**Required task 1:**
Reproduce the stretch of the opinion piece on Trump and the GOP from "On the one side" through "of such values.".
**Required task 2:**
Pick up the opinion piece on Trump and the GOP after its final sentence and carry it forward.

**Source document:**
····················

Under Trump, it’s RIP for the GOP



America’s first Republican president said it best. A nation divided against itself cannot stand. For that matter, neither can Lincoln’s badly divided party.

 

On the one side of the GOP are traditional conservatives who believe that the Trump presidency is a disaster. Real conservatives care about pragmatism, the character of political leaders, the rule of law, a free and open domestic and global economy and preserving those American values embedded in the Constitution. Trump has shown he is indifferent to or ignorant of such values.

 

On the other side of the GOP are Trumpistas, a ragtag group of mainly older white folks who seem desperate to be valued as tribal loyalists and thus are willing to overlook, or simply ignore, the Constitution’s checks and balances, Trump’s sexual dalliances, his numerous lies, his trade wars, his affinity for dictators and his personal quest for greater glory and economic gain through successful branding of the family name.

····················

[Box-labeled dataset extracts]
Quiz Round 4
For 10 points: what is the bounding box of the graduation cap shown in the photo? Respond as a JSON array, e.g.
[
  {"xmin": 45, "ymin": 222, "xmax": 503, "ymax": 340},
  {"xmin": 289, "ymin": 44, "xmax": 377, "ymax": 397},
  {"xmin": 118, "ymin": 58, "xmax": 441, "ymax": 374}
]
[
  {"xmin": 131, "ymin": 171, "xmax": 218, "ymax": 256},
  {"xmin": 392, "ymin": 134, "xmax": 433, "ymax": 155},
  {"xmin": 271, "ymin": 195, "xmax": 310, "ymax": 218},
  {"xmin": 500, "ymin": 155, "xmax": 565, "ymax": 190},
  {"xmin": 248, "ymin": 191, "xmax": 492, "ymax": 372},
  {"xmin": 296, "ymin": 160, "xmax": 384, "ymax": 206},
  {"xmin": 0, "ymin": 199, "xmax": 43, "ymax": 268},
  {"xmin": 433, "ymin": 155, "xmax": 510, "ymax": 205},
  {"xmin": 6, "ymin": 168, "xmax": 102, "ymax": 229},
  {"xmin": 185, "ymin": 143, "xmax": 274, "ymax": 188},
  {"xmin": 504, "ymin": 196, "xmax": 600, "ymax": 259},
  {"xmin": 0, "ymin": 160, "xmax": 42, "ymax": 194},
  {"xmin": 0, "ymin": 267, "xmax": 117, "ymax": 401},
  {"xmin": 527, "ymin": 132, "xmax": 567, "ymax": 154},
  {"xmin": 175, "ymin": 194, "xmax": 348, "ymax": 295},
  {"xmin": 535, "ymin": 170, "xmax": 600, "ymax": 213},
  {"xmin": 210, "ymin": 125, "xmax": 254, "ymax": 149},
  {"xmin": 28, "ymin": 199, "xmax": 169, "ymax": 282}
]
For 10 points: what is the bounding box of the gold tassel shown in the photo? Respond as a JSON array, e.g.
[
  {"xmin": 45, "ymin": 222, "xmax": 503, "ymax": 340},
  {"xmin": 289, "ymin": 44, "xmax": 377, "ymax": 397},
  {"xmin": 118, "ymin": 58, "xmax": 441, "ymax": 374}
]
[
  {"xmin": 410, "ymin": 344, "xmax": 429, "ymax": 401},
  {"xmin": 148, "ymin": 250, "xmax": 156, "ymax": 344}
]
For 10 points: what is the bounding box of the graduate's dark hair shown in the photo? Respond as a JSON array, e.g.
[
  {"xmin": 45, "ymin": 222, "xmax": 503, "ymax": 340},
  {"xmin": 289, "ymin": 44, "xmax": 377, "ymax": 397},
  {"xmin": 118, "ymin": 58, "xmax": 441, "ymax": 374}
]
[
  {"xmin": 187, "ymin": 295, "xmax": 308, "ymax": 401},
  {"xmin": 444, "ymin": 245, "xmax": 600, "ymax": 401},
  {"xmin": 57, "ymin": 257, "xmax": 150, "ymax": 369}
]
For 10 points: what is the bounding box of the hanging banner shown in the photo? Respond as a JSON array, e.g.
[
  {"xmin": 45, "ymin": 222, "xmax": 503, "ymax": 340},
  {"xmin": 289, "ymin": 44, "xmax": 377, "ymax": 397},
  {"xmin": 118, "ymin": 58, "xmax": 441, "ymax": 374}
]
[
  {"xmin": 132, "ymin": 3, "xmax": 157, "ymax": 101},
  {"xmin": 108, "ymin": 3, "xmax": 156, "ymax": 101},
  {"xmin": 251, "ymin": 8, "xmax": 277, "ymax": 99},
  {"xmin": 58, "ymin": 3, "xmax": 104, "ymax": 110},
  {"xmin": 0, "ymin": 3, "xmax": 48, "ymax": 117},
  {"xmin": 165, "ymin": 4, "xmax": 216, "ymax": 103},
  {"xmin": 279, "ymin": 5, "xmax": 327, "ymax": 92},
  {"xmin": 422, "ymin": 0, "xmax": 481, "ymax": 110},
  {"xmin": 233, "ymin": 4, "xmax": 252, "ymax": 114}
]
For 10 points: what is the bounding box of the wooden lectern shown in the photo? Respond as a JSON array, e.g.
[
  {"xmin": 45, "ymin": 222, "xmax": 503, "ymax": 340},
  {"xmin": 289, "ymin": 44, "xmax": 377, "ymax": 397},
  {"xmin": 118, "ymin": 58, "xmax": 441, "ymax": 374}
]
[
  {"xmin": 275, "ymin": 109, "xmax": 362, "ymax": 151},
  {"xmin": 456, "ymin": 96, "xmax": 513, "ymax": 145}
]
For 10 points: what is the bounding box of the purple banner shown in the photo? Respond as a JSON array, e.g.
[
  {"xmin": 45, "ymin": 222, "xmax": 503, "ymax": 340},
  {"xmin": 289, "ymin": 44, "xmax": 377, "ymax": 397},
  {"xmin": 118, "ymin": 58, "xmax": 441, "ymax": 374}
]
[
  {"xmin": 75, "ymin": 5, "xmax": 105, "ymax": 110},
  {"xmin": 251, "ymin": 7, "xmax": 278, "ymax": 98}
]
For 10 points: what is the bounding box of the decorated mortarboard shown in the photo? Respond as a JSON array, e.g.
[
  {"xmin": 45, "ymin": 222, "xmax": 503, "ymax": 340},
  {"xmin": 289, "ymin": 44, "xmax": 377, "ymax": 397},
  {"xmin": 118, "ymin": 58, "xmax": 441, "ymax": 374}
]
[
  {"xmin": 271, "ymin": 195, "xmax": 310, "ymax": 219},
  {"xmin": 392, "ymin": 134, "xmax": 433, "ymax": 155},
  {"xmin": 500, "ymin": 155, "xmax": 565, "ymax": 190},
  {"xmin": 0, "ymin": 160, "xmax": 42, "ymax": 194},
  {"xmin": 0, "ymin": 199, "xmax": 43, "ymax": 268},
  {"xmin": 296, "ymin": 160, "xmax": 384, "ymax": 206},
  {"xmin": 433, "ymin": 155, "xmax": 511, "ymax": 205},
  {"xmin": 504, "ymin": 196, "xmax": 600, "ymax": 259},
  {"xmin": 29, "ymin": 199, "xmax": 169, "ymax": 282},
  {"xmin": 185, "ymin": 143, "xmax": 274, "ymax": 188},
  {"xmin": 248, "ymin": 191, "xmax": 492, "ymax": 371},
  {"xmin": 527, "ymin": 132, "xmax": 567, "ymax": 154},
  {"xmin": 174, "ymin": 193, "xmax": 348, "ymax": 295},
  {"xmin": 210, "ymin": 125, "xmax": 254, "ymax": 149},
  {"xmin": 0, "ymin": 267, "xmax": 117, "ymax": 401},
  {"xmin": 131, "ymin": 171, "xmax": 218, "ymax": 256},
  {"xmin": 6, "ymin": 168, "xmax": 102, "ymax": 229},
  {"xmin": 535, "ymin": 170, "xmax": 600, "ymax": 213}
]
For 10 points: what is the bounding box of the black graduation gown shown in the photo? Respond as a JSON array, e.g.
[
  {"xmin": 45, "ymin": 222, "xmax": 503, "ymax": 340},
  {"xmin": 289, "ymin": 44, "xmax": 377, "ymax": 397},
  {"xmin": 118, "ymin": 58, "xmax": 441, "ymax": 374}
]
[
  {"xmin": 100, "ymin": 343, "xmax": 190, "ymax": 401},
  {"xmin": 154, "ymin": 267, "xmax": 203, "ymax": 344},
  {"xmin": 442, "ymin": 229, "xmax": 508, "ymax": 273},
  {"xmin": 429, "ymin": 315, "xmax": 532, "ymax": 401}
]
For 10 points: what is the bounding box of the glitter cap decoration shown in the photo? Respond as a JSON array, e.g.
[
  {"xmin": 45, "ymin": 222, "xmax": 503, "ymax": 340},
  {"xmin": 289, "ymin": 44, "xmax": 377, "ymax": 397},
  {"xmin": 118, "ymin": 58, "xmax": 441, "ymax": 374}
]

····················

**Result 1:**
On the one side of the GOP are traditional conservatives who believe that the Trump presidency is a disaster. Real conservatives care about pragmatism, the character of political leaders, the rule of law, a free and open domestic and global economy and preserving those American values embedded in the Constitution. Trump has shown he is indifferent to or ignorant of such values.

**Result 2:**
Conservative columnist George Will, former head of the GOP Michael Steele and writer-editor Bill Kristol are three examples of traditional conservatives who abhor Trump and his wacky followers. All three have made clear in numerous TV appearances that Trump has hijacked the party of Lincoln and that the GOP “base” has entered a Faustian bargain with the “extremely sane genius” to remake the GOP into a white nationalist party that proudly denounces immigrants, people of color, women, Jews, Muslims and “socialists,” all groups that understand that American democratic values are inclusive, not exclusive.

 

Trump’s base — older white rural voters lacking a college education — is a dying demographic. Only 23 percent of the electorate in 2020 will be 65 years or older while in that election year citizens of color, who tend to vote Democratic, will make up a third of all eligible voters. A Pew survey from last year shows that 59 percent of millennial voters (born 1981-96) support the Democratic Party, while 52 percent of the “silent generation” (born 1928-45) support the GOP. Less than a third of Generation Z voters (born after 1996) and millennial voters say that Trump’s performance as president is acceptable and over 60 percent of voters in these two groups favor greater racial and ethnic diversity. In brief, the Dems are the party of the present and future; the GOP is the party of the past.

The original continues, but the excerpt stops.